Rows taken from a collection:

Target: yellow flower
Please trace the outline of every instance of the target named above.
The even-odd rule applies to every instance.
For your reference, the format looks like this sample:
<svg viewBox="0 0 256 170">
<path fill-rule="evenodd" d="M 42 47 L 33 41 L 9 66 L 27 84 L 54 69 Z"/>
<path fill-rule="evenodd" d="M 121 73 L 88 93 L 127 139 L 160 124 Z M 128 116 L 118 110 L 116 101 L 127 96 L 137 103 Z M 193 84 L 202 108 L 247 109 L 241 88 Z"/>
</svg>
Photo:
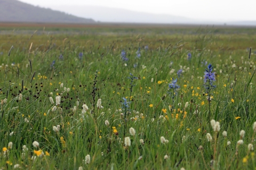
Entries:
<svg viewBox="0 0 256 170">
<path fill-rule="evenodd" d="M 239 116 L 237 116 L 237 117 L 235 117 L 235 118 L 236 119 L 236 120 L 238 120 L 238 118 L 240 118 L 241 117 L 239 117 Z"/>
<path fill-rule="evenodd" d="M 34 153 L 37 156 L 39 156 L 42 154 L 42 150 L 34 150 Z"/>
<path fill-rule="evenodd" d="M 162 111 L 163 111 L 163 112 L 164 112 L 164 113 L 166 113 L 166 108 L 163 108 L 162 109 Z"/>
</svg>

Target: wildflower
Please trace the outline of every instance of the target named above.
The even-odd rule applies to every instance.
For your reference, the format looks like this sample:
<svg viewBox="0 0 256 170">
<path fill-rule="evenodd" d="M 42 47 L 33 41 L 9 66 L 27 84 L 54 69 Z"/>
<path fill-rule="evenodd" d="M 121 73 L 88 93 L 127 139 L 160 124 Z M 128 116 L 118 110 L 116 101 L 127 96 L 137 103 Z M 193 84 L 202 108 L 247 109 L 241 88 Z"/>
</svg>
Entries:
<svg viewBox="0 0 256 170">
<path fill-rule="evenodd" d="M 60 96 L 56 96 L 56 105 L 59 105 L 60 104 Z"/>
<path fill-rule="evenodd" d="M 187 108 L 187 107 L 188 107 L 188 102 L 187 101 L 185 104 L 185 108 Z"/>
<path fill-rule="evenodd" d="M 20 94 L 20 95 L 19 95 L 19 101 L 21 101 L 22 99 L 22 94 Z"/>
<path fill-rule="evenodd" d="M 14 132 L 12 132 L 10 133 L 10 137 L 12 136 L 12 135 L 14 133 Z"/>
<path fill-rule="evenodd" d="M 212 120 L 210 122 L 211 125 L 212 125 L 212 129 L 214 129 L 215 124 L 216 124 L 216 121 L 214 120 Z"/>
<path fill-rule="evenodd" d="M 52 108 L 52 112 L 55 112 L 57 109 L 57 107 L 54 106 L 53 106 L 53 107 Z"/>
<path fill-rule="evenodd" d="M 79 167 L 78 167 L 78 170 L 83 170 L 83 166 L 79 166 Z"/>
<path fill-rule="evenodd" d="M 247 157 L 245 157 L 243 158 L 243 163 L 247 163 L 247 160 L 248 158 L 247 158 Z"/>
<path fill-rule="evenodd" d="M 206 138 L 208 142 L 211 142 L 212 140 L 212 137 L 209 133 L 206 134 Z"/>
<path fill-rule="evenodd" d="M 227 142 L 227 146 L 229 146 L 229 145 L 230 145 L 230 144 L 231 144 L 230 141 L 228 141 L 228 142 Z"/>
<path fill-rule="evenodd" d="M 131 146 L 131 139 L 130 137 L 125 137 L 125 138 L 124 138 L 124 145 L 126 147 Z"/>
<path fill-rule="evenodd" d="M 37 141 L 34 141 L 32 144 L 35 148 L 39 147 L 39 143 Z"/>
<path fill-rule="evenodd" d="M 131 134 L 133 136 L 135 135 L 135 130 L 133 128 L 130 128 L 129 132 L 130 132 L 130 134 Z"/>
<path fill-rule="evenodd" d="M 252 127 L 252 128 L 253 129 L 253 131 L 255 132 L 256 131 L 256 122 L 254 122 L 254 123 L 253 123 L 253 126 Z"/>
<path fill-rule="evenodd" d="M 136 52 L 136 55 L 137 55 L 137 57 L 139 58 L 140 58 L 140 56 L 141 56 L 141 55 L 140 54 L 140 47 L 139 47 L 138 51 Z"/>
<path fill-rule="evenodd" d="M 240 118 L 241 117 L 239 117 L 239 116 L 237 116 L 236 117 L 235 117 L 235 118 L 236 119 L 236 120 L 238 120 L 238 118 Z"/>
<path fill-rule="evenodd" d="M 129 105 L 128 105 L 128 104 L 129 103 L 129 102 L 127 102 L 127 99 L 126 98 L 125 98 L 124 97 L 123 98 L 123 100 L 124 100 L 124 103 L 122 103 L 122 104 L 123 104 L 123 108 L 128 108 L 129 107 Z"/>
<path fill-rule="evenodd" d="M 239 145 L 243 144 L 244 144 L 244 141 L 243 140 L 241 139 L 237 141 L 237 144 Z"/>
<path fill-rule="evenodd" d="M 89 109 L 89 108 L 88 108 L 88 106 L 87 106 L 87 105 L 85 104 L 83 104 L 82 107 L 83 107 L 83 109 L 85 111 L 85 112 L 86 112 L 87 110 Z"/>
<path fill-rule="evenodd" d="M 140 143 L 141 144 L 143 144 L 144 143 L 144 140 L 143 140 L 142 139 L 140 139 Z"/>
<path fill-rule="evenodd" d="M 41 156 L 43 154 L 43 151 L 42 150 L 34 150 L 34 153 L 37 156 Z"/>
<path fill-rule="evenodd" d="M 54 104 L 54 102 L 53 101 L 53 99 L 52 99 L 52 97 L 50 97 L 50 101 L 51 101 L 51 104 Z"/>
<path fill-rule="evenodd" d="M 12 149 L 12 145 L 13 145 L 12 142 L 10 142 L 9 143 L 8 143 L 8 148 L 9 149 Z"/>
<path fill-rule="evenodd" d="M 124 61 L 126 61 L 129 60 L 129 59 L 126 58 L 126 53 L 123 49 L 121 52 L 121 58 Z"/>
<path fill-rule="evenodd" d="M 55 132 L 59 132 L 59 130 L 58 129 L 58 128 L 56 127 L 55 126 L 53 126 L 53 131 Z"/>
<path fill-rule="evenodd" d="M 161 141 L 161 143 L 163 144 L 164 144 L 166 141 L 166 140 L 165 139 L 165 138 L 164 138 L 164 137 L 161 137 L 160 138 L 160 140 Z"/>
<path fill-rule="evenodd" d="M 105 125 L 106 125 L 106 126 L 108 126 L 108 125 L 109 125 L 109 122 L 108 122 L 108 120 L 106 120 L 106 121 L 105 121 Z"/>
<path fill-rule="evenodd" d="M 252 144 L 250 143 L 249 144 L 248 144 L 248 150 L 253 150 L 253 145 L 252 145 Z"/>
<path fill-rule="evenodd" d="M 100 108 L 101 106 L 101 99 L 99 99 L 97 101 L 97 107 L 98 108 Z"/>
<path fill-rule="evenodd" d="M 245 134 L 245 131 L 244 131 L 243 130 L 241 130 L 241 131 L 240 131 L 240 137 L 241 137 L 241 138 L 244 138 L 244 134 Z"/>
<path fill-rule="evenodd" d="M 180 78 L 180 75 L 181 75 L 181 73 L 182 73 L 182 69 L 180 69 L 177 72 L 177 75 L 179 78 Z"/>
<path fill-rule="evenodd" d="M 163 111 L 163 112 L 164 112 L 164 113 L 166 113 L 166 112 L 167 112 L 167 110 L 166 110 L 166 108 L 162 109 L 162 111 Z"/>
<path fill-rule="evenodd" d="M 168 89 L 168 90 L 169 90 L 170 89 L 174 89 L 174 90 L 175 89 L 177 89 L 178 88 L 180 88 L 180 86 L 178 86 L 177 83 L 177 79 L 176 79 L 175 80 L 174 80 L 173 78 L 172 79 L 172 82 L 171 83 L 169 83 L 169 85 L 168 85 L 168 87 L 169 87 L 169 88 Z"/>
<path fill-rule="evenodd" d="M 192 57 L 192 55 L 191 55 L 190 53 L 189 53 L 188 55 L 187 55 L 187 59 L 188 60 L 190 60 Z"/>
<path fill-rule="evenodd" d="M 22 146 L 22 152 L 25 152 L 28 150 L 28 148 L 26 146 L 26 145 L 23 145 Z"/>
<path fill-rule="evenodd" d="M 13 166 L 13 168 L 16 169 L 16 168 L 19 168 L 20 167 L 20 165 L 19 164 L 15 164 Z"/>
<path fill-rule="evenodd" d="M 212 65 L 209 64 L 207 69 L 205 69 L 205 72 L 204 72 L 204 83 L 207 93 L 209 92 L 211 89 L 213 89 L 216 87 L 216 86 L 213 84 L 213 82 L 215 81 L 215 72 L 212 72 L 213 68 Z"/>
<path fill-rule="evenodd" d="M 224 137 L 224 138 L 227 137 L 227 131 L 223 131 L 222 135 Z"/>
<path fill-rule="evenodd" d="M 91 162 L 91 156 L 90 155 L 87 155 L 85 156 L 85 160 L 84 161 L 85 163 L 86 164 L 89 164 Z"/>
<path fill-rule="evenodd" d="M 220 122 L 216 122 L 215 124 L 214 128 L 213 128 L 213 131 L 214 132 L 219 132 L 220 130 Z"/>
</svg>

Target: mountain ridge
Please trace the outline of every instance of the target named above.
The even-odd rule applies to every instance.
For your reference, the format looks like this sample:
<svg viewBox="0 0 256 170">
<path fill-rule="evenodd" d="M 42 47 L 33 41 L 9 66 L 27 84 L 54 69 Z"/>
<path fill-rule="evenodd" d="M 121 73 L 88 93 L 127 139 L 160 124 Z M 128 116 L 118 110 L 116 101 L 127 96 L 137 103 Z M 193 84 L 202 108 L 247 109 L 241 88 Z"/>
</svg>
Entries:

Exercise prompt >>
Reproduce the stretch from the line containing "Target: wildflower" through the line containing "95 L 19 101", including the requests. In the answers only, multiply every coordinate and viewBox value by 2.1 and round each result to a whole number, rounding halves up; leave the requests and their format samples unchanged.

Solution for this task >>
Target: wildflower
Please trace the outline of every instance of the target named above.
The even-odd rule applies to every instance.
For your reference, the format looks like this sample:
<svg viewBox="0 0 256 170">
<path fill-rule="evenodd" d="M 42 47 L 33 41 L 9 66 L 27 84 L 54 69 Z"/>
<path fill-rule="evenodd" d="M 121 73 L 88 93 L 127 139 L 160 124 Z M 128 116 L 118 110 L 116 101 L 127 96 L 137 103 Z M 193 84 L 202 108 L 247 109 L 241 88 Z"/>
</svg>
Entries:
<svg viewBox="0 0 538 357">
<path fill-rule="evenodd" d="M 126 202 L 118 202 L 118 221 L 124 221 L 126 218 Z"/>
<path fill-rule="evenodd" d="M 393 227 L 393 225 L 395 225 L 395 214 L 393 212 L 389 218 L 389 227 Z"/>
<path fill-rule="evenodd" d="M 42 197 L 42 200 L 40 200 L 40 212 L 44 212 L 46 208 L 46 197 Z"/>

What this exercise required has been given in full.